Point labels for objects ->
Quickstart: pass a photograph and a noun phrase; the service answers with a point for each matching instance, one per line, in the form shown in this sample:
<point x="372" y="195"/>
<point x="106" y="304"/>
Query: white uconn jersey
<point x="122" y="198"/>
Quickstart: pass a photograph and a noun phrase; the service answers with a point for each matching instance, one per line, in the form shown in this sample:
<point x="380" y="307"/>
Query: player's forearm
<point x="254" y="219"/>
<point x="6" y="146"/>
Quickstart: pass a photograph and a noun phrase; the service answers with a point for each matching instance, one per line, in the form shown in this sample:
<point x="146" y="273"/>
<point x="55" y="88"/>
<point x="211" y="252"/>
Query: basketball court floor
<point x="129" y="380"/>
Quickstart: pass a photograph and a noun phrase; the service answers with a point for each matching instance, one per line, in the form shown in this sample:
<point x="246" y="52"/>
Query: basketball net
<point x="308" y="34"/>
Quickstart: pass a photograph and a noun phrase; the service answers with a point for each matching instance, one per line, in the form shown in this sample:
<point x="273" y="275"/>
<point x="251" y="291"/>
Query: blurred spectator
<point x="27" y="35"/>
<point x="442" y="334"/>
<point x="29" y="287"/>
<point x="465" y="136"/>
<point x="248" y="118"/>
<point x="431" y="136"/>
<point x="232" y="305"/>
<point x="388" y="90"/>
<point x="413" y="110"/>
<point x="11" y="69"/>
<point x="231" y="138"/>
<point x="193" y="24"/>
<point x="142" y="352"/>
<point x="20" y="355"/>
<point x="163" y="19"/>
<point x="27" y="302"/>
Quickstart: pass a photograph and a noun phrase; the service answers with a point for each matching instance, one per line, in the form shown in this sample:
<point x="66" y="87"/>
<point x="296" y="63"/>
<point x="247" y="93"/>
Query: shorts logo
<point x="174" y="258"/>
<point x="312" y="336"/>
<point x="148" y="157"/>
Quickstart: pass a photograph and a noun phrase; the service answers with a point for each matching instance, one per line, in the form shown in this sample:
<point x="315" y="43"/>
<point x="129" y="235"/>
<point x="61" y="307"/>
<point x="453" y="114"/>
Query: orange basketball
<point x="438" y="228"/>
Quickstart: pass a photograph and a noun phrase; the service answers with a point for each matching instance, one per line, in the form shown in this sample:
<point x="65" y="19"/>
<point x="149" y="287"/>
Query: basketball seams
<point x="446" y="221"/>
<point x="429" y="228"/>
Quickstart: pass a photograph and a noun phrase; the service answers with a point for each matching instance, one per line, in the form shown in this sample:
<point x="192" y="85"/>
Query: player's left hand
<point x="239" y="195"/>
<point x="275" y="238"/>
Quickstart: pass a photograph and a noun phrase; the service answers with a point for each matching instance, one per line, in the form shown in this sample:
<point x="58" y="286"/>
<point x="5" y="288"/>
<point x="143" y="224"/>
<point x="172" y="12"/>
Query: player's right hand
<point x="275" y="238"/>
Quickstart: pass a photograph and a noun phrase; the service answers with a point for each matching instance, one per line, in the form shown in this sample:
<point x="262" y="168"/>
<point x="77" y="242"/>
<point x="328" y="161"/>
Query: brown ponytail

The problem -> Gather every line of the items above that contains the string "Query", copying each one in full.

Reply to the task ->
Query: white uconn jersey
Query: player's forearm
Query: basketball court floor
Query: basketball net
Query: blurred spectator
Query: shorts logo
Query: orange basketball
Query: basketball seams
Query: player's left hand
Query: player's right hand
Query: brown ponytail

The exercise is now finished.